# EXERCISE GOAL:
Here is the task for the listing below: output exactly the lines from the one containing "neck on this basis." through the one containing "hand on this basis.", and leave out the pictures.

# INPUT:
^^^^

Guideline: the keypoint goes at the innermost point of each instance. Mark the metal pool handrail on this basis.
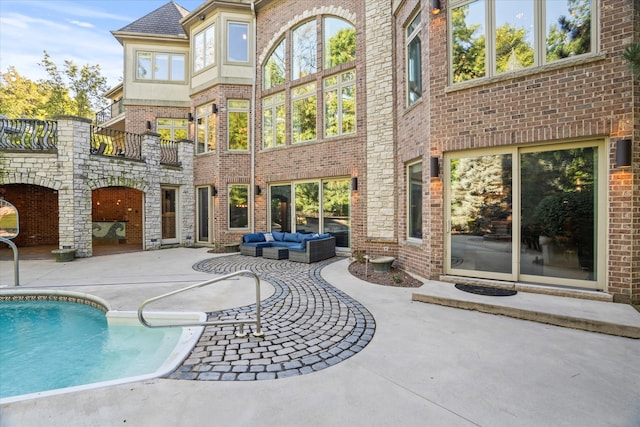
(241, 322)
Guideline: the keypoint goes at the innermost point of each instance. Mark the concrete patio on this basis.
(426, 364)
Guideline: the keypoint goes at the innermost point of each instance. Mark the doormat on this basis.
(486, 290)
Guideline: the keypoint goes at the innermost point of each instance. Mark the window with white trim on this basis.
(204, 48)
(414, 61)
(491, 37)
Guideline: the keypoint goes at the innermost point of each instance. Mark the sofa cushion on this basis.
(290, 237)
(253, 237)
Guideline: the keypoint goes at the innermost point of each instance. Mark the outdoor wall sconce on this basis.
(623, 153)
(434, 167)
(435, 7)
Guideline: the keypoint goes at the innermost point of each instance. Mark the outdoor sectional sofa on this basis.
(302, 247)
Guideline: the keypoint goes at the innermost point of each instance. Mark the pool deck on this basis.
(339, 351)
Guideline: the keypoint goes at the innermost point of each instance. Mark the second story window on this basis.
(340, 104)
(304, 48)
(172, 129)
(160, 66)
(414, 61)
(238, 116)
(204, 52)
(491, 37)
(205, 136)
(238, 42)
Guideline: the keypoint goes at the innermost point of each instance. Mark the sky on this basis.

^^^^

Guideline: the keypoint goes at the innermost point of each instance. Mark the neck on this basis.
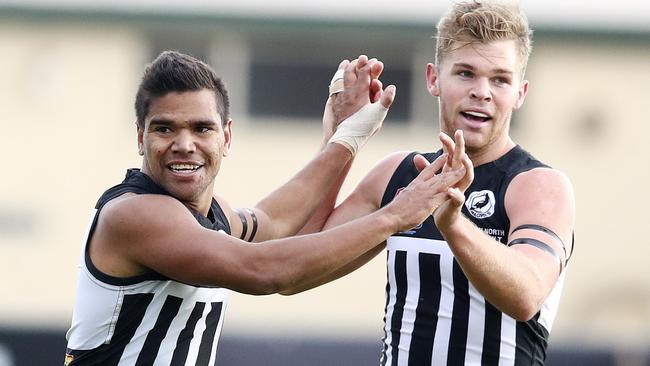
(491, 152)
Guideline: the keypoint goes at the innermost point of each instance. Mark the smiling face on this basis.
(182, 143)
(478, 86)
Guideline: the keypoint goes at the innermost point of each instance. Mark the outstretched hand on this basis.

^^^^

# COMPLETED EXERCISE:
Guideline: the keypoint goes at the innermost point of each instance. Mark the neck on this basis.
(491, 152)
Guideline: the keypoint goes at the innermost point of each instance. Mark the smiling face on this basis.
(182, 143)
(478, 86)
Guideline: the keypoint goes at the innermost point of each instance. Mark the outstretched hand on this basis.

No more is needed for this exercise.